**Page text**

BEGIN

Does this remind you of anything? Are there any more recent health reforms that you have been suspicious of, or resistant to?

The parallels between then and now are uncanny. Will my grandchildren be reading (and enjoying) biographies of how Andrew Lansley revolutionised the delivery of health care in the UK, against a tide of opposition from the entrenched views of a self-protectionist medical profession? Maybe, but I suspect not. But let’s not shy away from the important issue for reflection: that there is the possibility that some of the resistance to health care reforms that has played out over the last few months, may have somewhere within it, the fear of change, and a reluctance to try something new.

But while I was busy challenging myself on this point, I realised that while Nye Bevan reformed the health service on the back of a manifesto pledge, and an unarguable mandate from the British public, those conditions are not met today: we are witnessing the second biggest health care reform in British history on the back of a promise to stop top-down reorganisation of the NHS, by a Conservative party who limped into government by forming a coalition with the third most popular party in the country.

Is it fair of me to challenge Andrew Lansley on these grounds, or is this me desperately hanging on to the idea that we have been done over?

END

**Task directions**
In the passage on health care reform, what two things does the writer say Nye Bevan reformed the health service on the back of?

**Entries provided**
BEGIN

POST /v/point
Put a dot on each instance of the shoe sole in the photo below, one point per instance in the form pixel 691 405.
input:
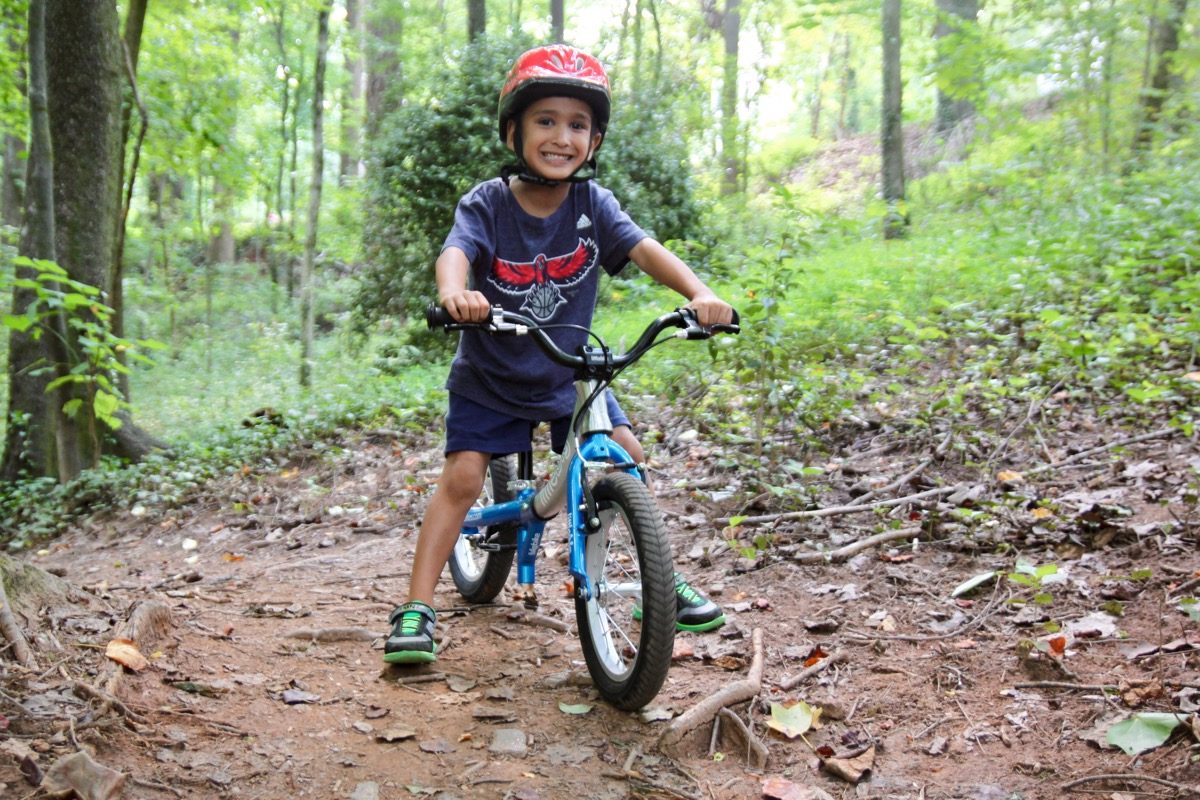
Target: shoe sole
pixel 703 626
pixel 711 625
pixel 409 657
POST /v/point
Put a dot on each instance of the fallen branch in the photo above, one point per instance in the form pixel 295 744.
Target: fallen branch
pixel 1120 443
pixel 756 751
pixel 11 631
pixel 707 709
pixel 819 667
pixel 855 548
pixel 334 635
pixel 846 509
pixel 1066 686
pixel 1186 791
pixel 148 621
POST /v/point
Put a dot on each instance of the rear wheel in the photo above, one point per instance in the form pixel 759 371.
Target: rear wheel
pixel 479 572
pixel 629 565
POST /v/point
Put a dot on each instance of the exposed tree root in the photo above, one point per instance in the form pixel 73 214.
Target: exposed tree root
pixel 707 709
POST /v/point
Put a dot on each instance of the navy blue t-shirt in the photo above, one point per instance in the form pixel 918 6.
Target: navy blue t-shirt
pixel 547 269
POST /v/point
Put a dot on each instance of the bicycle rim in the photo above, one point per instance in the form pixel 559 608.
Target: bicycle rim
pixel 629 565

END
BEGIN

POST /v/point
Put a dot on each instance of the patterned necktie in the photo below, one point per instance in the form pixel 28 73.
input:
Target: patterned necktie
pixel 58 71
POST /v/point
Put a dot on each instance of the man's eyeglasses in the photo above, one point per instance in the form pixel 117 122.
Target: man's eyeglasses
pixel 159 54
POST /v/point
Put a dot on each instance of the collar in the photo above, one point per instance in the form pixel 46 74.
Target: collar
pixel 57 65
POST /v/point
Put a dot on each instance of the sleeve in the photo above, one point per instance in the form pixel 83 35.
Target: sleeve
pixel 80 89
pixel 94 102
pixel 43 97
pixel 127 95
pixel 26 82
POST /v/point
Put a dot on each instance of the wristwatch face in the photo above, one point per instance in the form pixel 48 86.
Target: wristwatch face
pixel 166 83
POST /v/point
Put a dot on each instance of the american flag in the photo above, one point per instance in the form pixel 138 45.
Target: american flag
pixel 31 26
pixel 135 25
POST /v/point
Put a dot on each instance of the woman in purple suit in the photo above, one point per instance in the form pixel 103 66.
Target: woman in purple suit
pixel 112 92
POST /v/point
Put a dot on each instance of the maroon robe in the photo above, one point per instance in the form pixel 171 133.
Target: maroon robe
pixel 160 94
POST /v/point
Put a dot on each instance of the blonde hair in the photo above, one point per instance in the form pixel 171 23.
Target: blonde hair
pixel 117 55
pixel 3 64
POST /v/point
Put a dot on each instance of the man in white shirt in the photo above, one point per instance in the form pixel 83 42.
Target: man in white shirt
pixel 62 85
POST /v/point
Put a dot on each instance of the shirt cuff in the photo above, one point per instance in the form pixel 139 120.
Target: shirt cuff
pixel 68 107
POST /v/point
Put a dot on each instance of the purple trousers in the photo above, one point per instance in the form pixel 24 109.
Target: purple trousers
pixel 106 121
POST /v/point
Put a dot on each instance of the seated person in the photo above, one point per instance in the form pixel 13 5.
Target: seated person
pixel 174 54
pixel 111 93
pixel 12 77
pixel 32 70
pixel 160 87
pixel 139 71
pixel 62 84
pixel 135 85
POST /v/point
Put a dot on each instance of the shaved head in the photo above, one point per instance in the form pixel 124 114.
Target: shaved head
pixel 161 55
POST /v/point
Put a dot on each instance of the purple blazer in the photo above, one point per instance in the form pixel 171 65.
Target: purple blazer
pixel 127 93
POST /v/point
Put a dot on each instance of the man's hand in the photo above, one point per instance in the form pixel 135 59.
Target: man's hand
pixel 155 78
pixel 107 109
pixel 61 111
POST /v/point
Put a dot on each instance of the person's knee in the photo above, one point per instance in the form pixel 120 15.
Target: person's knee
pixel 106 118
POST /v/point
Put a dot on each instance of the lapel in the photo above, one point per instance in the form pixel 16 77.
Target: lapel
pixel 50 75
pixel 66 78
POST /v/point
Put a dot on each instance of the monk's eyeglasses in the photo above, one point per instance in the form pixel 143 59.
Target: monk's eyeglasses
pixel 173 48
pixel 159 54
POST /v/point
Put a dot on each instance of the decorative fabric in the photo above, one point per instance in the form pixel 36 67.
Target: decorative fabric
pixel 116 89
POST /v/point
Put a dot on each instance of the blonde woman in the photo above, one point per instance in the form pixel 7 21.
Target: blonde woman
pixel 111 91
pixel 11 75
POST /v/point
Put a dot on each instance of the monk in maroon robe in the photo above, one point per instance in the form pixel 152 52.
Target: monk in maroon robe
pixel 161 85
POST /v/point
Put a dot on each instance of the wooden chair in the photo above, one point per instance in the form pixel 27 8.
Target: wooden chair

END

**Your solution**
A manifesto pledge and an unarguable mandate from the British public.